## Directive 1
Shorten the paragraph that begins "The German article in Spiegel" from the discussion of BMW's steam hybrid engine, keeping its main facts.
— start Text provided —
Steam Hybrid Car from BMW
RMX writes "BMW is unveiling its turbosteamer hybrid engine, which uses the excess heat in the exhaust system and reclaims 80% of it by powering a steam engine that assists the gas engine. Overall, this gives a 15% more efficient engine; and significant additional performance (power and torque) with practically no downside. "This project resolves the apparent contradiction between consumption and emission reductions on one hand, and performance and agility on the other," commented Professor Burkhard Göschel. Are steam engines the future of environmental-friendly hybrid vehicles?"
BMW has the ability to make Hydrogen-powered production cars, it is a shame that they have not caught on yet.
Current fuels will eventually go the way of the steam engine, or wait, maybe not the steam.
Interesting site: http://www.bmwworld.com/hydrogen/
He who knows best knows how little he knows. - Thomas Jefferson
80% of the heat exhaust energy, not the total amount of energy.
German online news site Spiegel Online has more details on this:
Heat plant in the car. It uses a high temperature (up to 550 Celsius) circuit using water and a low temperature one using ethanol (alcohol) (operating at 150 Celsius). Both are closed systems.
The pictures accompanying the article suggest the system interfaces with the relatively large radiator already in the front of the car. It is not going to produce nearly as much steam as an engine that would power the entire car, and this steam engine doesn't need a heat source either.
Tubochargers do, in fact, increase gasoline consumption. The way turbochargers and superchargers increase HP is by increasing the pressure of the gas/air mix inside the cylinder; more air means more gas needed, means more horsepower. The turbocharger is 'more efficient' in a general sense, because it doesn't start compressing air much until well up in the RPM band, so 'gentle driving' won't invoke the compression and increased gasoline consumption. OTOH, the supercharger does not suffer from 'turbo lag'.
To get more horsepower out, you have to put more gas and air in, all else being the same.
Thinking outside my Head
Hybrids switch between gas->motion + regneneration and eletric->motion all automatically. Current hybrid's real effency comes from the regeneration cycles, present in braking and momentum.
The German article in Spiegel someone else linked to says the current system weighs 50kg, and BMW is now looking at reducing that weight before this system is ready for production, which they estimate will be in about 10 years (!).
Well, I live where it stays below freezing for about half the year, and we get days below -40F, and I've started my Jetta TDI in -30F from a cold start. It just takes a couple minutes while everything warms up.
So long as you replace your glow-plugs periodically, they start fine, you just have to wait a few seconds while the plugs heat up. The only problem is that some biodiesel fuels start to soldify around that temparature, so unless you have a heater, you might have to stick with petroleum fuel in the winter months.
— end Text provided —
— start Available records —
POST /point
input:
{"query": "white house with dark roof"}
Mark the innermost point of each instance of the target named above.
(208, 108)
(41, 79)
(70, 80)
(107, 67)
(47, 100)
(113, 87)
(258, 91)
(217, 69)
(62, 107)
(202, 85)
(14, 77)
— end Available records —
## Directive 2
Convert the pointing dataset entries above into a two-column CSV with the headers request and points, one row per entry. Quote each field and replace line breaks with spaces.

## Result 1
According to the Spiegel article, the current system weighs 50 kg. BMW plans to reduce that weight before production, which it expects in about 10 years.

## Result 2
request,points
"POST /point input: {""query"": ""white house with dark roof""} Mark the innermost point of each instance of the target named above.","(208, 108) (41, 79) (70, 80) (107, 67) (47, 100) (113, 87) (258, 91) (217, 69) (62, 107) (202, 85) (14, 77)"